提供抜粋:
* * *
シンポジウム「ピア・メディエーションの有効性を考える」 その2

 ひきつづき、2013年3月17日(日)に開催された、「ピア・メディエーションの有効性を考える」公開シンポジウムの模様をお伝えします。(当日の資料より適宜引用させていただきます。)

3 ハワイ州の事例と日本の事例報告

(1)「学校教育におけるPeer Mediation―ハワイ州を事例にして―」

 橋本康弘 福井大学地域教育科学部准教授
 学校教育におけるピア・メディエーション教育は、「メディエーターを育てる教育」といえます。
・ピア・メディエーション教育の6つの目標は、次のようなものです。
【個人の目標】
① 紛争に対処する能力・戦略を身に付ける(調停人を育てる教育)
② 意思決定をしたり、コミュニケーションする能力を育成する
③ 物事の多面性を理解することができる
④ 生徒が感じる疎外感、頼りなさ、市民権が奪われているといった感情を減じる
【集団・共同性に関する目標】
⑤ 関係性を構築することによって学校の雰囲気を改善できる
⑥ 学習(権)への干渉に関する紛争へ対処するために学校の中で協働することの大切さを学ぶ

・ピア・メディエーションの3つの効果を次に示します。
① 将来、社会の一員として経験するだろう困難な状況への対処法を学ぶことができる
② 学校内で発生する暴力事件を減じることができる
③ 生徒自身が怒りをあおり、フラストレーションがたまるというよりも、紛争を冷静に見ることができる

・ピア・メディエーションの教育方法には、「ロールプレイ」があります。架空の事例を使い、紛争当事者役やメディエーター役の児童・生徒がシナリオを読みつつ、メディエーターはどのような質問をしていくのかについて学びます。「傾聴(話の腰を折るような聞き方をしないなど)」「分析力(隠された関心などを聞き出すために、オープン・エンドの問いかけがポイント)」を身に付けることも特に重要です。「要約」「問題解決・意思決定」「チームをまとめる」「プレゼンテーション」他、様々な力の育成も必要です。
 
・ハワイ州のピア・メディエーションの実際
 学校の生徒全員をメディエーターにするのではなく、一部の生徒を選んでメディエーターとして育成する教育が行われています。ピア・メディエーションは、クラブ活動として、学校で実際に発生する紛争に対し行われます。
* * *
提示一覧:
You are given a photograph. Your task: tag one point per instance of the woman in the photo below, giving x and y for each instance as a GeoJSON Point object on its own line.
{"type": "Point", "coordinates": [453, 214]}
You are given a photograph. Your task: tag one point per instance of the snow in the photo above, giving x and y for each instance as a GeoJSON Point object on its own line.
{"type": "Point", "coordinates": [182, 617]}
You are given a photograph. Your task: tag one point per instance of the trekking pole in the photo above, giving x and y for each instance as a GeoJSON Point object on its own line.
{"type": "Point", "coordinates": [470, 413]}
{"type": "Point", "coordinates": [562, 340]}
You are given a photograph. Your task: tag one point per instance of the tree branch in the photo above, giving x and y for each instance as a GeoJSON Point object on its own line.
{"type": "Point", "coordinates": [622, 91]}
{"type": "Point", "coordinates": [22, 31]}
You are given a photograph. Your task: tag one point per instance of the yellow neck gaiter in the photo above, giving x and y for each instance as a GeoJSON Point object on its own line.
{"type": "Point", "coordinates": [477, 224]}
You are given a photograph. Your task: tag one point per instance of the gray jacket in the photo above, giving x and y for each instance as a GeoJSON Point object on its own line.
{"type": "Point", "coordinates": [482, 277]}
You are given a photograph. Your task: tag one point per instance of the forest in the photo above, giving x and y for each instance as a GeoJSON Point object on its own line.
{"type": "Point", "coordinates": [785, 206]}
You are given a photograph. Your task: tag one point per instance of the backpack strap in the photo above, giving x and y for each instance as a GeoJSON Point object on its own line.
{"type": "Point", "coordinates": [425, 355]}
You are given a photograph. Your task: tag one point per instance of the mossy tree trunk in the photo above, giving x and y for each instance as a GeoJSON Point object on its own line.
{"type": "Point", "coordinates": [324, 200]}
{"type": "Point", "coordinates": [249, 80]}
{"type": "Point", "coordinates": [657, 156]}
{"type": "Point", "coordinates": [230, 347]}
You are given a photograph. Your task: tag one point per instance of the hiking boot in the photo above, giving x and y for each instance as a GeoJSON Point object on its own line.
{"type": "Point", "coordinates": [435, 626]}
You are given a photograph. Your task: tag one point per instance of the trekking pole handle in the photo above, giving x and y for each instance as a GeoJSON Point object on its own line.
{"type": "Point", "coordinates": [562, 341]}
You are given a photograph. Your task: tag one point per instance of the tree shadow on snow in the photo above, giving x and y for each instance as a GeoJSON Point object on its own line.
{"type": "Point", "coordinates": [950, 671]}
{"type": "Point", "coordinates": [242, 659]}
* * *
演習の構成:
1. 次の(a)〜(c)は、ピア・メディエーションのシンポジウム報告の内容と合っていますか。それぞれ「はい」か「いいえ」で答え、判断の根拠となる箇所を本文から正確に引用してください。
(a) ピア・メディエーション教育の目標として、6つが挙げられている。
(b) ハワイ州では、学校の生徒全員をメディエーターとして育成している。
(c) ロールプレイでは、架空の事例が用いられる。
2. ピア・メディエーションのシンポジウム報告を、最後の文の後から再開して書き進めてください。
一覧は、ピア・メディエーションのシンポジウム報告とは関係がありません。

課題の解答:
1.
(a) はい。「ピア・メディエーション教育の6つの目標は、次のようなものです。」
(b) いいえ。「学校の生徒全員をメディエーターにするのではなく、一部の生徒を選んでメディエーターとして育成する教育が行われています。」
(c) はい。「架空の事例を使い」

2.
対象となる紛争:けんか、言い争い、悪口、誤解、いじめ、金銭や恋愛にまつわる問題、教室の中での論争等
対象としない事案:暴力、薬物、妊娠、虐待、自殺
 メディエーターの訓練は、学校にアドバイザーがいて、学校の先生に代わって生徒をメディエーターとして育成します。生徒がメディエーターになる動機は、「先輩からの薦め」「人間的な成長が見込める」「大学に入る際の推薦基準の1つになる」です。
 メディエーターになって感じる意義は、「怒りの感情をコントロールすることができるようになる」「我慢強くなる」「問題対処能力が高まる」ことが挙げられています。問題と感じる点は、「話を引き出すのが難しい場合がある」などでした。
・残された課題
① 学校の紛争の対処者としてだけのピア・メディエーション学習は「狭い」(教材・教育内容・教育方法)学習の論理ではないか?「広い」学習の論理を追究する必要があるのではないか。その場合、「狭い」と「広い」の相違性は何か。
② 小学生から高校生までのピア・メディエーション学習の系統性を検討すること。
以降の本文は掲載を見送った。